#### TASK DATA ####

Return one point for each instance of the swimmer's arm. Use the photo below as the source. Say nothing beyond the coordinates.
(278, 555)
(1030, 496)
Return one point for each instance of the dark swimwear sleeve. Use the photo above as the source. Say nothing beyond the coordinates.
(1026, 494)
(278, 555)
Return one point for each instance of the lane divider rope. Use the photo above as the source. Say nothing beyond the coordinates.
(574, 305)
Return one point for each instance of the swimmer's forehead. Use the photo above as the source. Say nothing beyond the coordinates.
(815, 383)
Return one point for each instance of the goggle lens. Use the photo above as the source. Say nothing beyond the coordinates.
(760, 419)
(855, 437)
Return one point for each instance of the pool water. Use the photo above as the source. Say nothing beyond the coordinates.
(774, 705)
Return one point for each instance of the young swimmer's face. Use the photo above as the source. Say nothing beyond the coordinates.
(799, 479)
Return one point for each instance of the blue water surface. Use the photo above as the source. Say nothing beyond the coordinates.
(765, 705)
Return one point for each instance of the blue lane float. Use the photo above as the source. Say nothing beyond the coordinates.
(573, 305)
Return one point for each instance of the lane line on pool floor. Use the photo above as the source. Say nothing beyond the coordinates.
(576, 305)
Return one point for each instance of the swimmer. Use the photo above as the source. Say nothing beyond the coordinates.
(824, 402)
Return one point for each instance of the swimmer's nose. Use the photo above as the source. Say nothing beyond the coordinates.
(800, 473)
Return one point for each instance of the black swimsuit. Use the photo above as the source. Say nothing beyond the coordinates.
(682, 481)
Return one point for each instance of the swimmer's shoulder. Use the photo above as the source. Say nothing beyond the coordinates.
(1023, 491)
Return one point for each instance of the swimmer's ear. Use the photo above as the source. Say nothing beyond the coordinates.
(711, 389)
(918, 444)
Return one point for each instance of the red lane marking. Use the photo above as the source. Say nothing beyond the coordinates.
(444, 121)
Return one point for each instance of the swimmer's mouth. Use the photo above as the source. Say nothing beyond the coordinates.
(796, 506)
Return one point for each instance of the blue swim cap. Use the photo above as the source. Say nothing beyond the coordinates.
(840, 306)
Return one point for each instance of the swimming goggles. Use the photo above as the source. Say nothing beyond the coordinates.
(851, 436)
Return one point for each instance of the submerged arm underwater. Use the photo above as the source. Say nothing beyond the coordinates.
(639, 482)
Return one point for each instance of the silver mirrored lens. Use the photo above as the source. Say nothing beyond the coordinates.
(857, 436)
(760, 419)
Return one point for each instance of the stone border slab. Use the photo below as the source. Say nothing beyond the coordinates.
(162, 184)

####

SET TASK:
Copy out the records exactly, from the line containing "Return one point for each instance of the red" through the end of the records, both included.

EXERCISE ANSWER:
Return one point for each instance of the red lane marking. Use the photo above as the source. Say nothing beyond the coordinates.
(444, 121)
Return one point for each instance of the swimmer's mouth. Use the photo above as the source. Say nothing beyond the coordinates.
(796, 506)
Return one point for each instance of the blue swim cap. Use the photo above as the source. Say nothing beyond the coordinates.
(840, 306)
Return one point for each instance of the swimming goggles. Use the photo above as the source. Say nothing beyond the coordinates.
(851, 436)
Return one point for each instance of the submerged arm underwater. Use the photo above as the source. Say nothing beyond the coordinates.
(639, 482)
Return one point for each instance of the silver mirrored lens. Use the photo above as the source. Say nothing beyond the coordinates.
(857, 436)
(760, 419)
Return one point for each instance of the stone border slab. Use the photo below as the source. Say nothing beyond the coordinates.
(162, 184)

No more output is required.